** WHAT THE EXERCISE ASKS **
Transcribe exactly the lines from the one holding "Tag the grass" to the end of the data below, including both of those lines and no others.

Named-object pointing records:
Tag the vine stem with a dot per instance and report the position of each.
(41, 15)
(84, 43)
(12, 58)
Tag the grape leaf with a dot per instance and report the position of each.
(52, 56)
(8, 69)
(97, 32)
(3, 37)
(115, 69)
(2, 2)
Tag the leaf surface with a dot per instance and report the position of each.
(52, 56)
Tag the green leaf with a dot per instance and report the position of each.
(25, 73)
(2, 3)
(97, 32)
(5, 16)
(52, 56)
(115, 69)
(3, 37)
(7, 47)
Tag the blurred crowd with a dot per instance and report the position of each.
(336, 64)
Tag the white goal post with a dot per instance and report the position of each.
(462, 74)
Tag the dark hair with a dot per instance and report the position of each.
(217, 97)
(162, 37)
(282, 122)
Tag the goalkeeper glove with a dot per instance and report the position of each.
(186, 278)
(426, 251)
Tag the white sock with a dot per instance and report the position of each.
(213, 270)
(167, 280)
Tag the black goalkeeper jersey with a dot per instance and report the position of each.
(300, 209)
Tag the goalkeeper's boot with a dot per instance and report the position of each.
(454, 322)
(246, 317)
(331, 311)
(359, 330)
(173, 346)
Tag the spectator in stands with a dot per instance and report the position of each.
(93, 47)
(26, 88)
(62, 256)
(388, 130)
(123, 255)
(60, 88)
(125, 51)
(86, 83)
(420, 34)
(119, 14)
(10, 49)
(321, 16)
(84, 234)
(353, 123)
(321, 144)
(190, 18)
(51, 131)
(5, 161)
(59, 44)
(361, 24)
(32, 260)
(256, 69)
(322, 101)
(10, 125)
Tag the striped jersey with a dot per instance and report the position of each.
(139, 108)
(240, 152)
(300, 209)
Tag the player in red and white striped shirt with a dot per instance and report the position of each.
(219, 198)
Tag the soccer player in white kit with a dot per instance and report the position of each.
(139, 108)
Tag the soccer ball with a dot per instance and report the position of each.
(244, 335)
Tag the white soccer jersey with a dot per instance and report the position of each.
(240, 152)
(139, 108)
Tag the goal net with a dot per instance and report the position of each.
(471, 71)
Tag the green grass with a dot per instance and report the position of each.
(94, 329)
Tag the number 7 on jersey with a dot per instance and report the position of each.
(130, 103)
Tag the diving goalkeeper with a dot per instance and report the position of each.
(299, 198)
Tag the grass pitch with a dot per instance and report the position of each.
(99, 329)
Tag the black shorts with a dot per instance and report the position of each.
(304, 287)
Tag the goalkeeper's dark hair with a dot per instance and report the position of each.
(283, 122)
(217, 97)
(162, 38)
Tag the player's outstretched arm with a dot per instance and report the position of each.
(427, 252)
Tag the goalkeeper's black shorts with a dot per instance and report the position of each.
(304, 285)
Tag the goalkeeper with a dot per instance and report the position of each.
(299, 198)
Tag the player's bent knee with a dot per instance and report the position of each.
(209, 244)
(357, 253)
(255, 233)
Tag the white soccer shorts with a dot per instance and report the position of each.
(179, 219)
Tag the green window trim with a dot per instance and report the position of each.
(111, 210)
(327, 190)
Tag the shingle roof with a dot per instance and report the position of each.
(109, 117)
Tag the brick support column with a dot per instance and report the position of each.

** OUTPUT OF THE TASK **
Tag the grass pitch with a dot per instance and report the position of each.
(99, 329)
Tag the black shorts with a dot per instance and report the position of each.
(304, 287)
Tag the goalkeeper's dark hair with a dot per instance and report the position of each.
(283, 122)
(217, 97)
(162, 38)
Tag the player's outstretched arm with a dot per instance and report the position of each.
(427, 252)
Tag the goalkeeper's black shorts with a dot per instance and report the position of each.
(304, 285)
Tag the goalkeeper with a dot per instance and report the position of each.
(299, 198)
Tag the player's bent knee with a dot per instance and report the position of each.
(209, 244)
(357, 253)
(255, 233)
Tag the white soccer shorts with a dot per instance and report the position of each.
(179, 219)
Tag the green window trim with a dot per instance and report the position of each.
(111, 210)
(327, 190)
Tag the shingle roof with a dot per instance and report the position of each.
(109, 117)
Tag the brick support column with a dot per instance and report the position of each.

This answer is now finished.